Medline ® Abstract for Reference 106
of 'Cellular and molecular biology of chronic myeloid leukemia'
A cytoplasmic inhibitor of the JNK signal transduction pathway.
Dickens M, Rogers JS, Cavanagh J, Raitano A, Xia Z, Halpern JR, Greenberg ME, Sawyers CL, Davis RJ
The c-Jun amino-terminal kinase (JNK) is a member of the stress-activated group of mitogen-activated protein (MAP) kinases that are implicated in the control of cell growth. A murine cytoplasmic protein that binds specifically to JNK [the JNK interacting protein-1 (JIP-1)]was characterized and cloned. JIP-1 caused cytoplasmic retention of JNK and inhibition of JNK-regulated gene expression. In addition, JIP-1 suppressed the effects of the JNK signaling pathway on cellular proliferation, including transformation by the Bcr-Abl oncogene. This analysis identifies JIP-1 as a specific inhibitor of the JNK signal transduction pathway and establishes protein targeting as a mechanism that regulates signaling by stress-activated MAP kinases.
Howard Hughes Medical Institute and Program in Molecular Medicine, Department of Biochemistry and Molecular Biology, University of Massachusetts Medical School, 373 Plantation Street, Worcester, MA 01605, USA.

§ TASK TO CARRY OUT
List every effect that the abstract on the JNK inhibitor says JIP-1 caused. Answer using only the abstract above.

§ INFORMATION
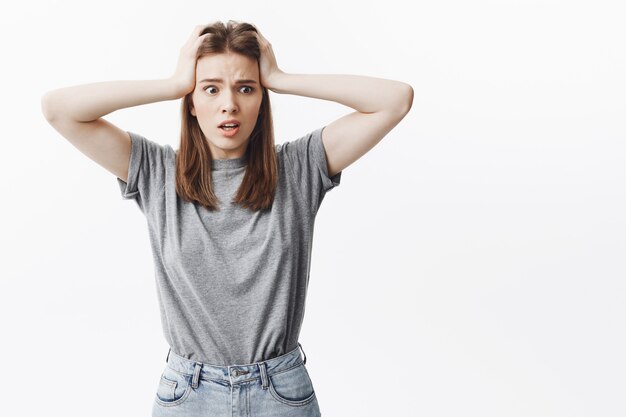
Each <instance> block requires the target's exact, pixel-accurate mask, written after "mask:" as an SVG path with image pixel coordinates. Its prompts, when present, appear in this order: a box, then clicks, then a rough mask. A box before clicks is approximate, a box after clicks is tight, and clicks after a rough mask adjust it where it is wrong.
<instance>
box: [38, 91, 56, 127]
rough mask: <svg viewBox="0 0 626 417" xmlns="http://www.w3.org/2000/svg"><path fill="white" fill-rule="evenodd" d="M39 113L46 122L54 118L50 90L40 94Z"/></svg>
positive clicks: (51, 121) (50, 121)
mask: <svg viewBox="0 0 626 417" xmlns="http://www.w3.org/2000/svg"><path fill="white" fill-rule="evenodd" d="M41 113H42V114H43V116H44V117H45V118H46V120H47V121H48V122H52V120H53V119H54V112H53V105H52V100H51V94H50V92H47V93H45V94H44V95H43V96H41Z"/></svg>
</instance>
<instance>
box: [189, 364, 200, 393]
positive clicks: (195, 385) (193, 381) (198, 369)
mask: <svg viewBox="0 0 626 417" xmlns="http://www.w3.org/2000/svg"><path fill="white" fill-rule="evenodd" d="M200 370H202V363H200V362H196V366H195V368H194V371H193V380H192V381H191V388H193V389H196V388H198V384H199V381H200Z"/></svg>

§ RESPONSE TO THIS EXERCISE
- Cytoplasmic retention of JNK
- Inhibition of JNK-regulated gene expression
- Suppression of the effects of the JNK signaling pathway on cellular proliferation, including transformation by the Bcr-Abl oncogene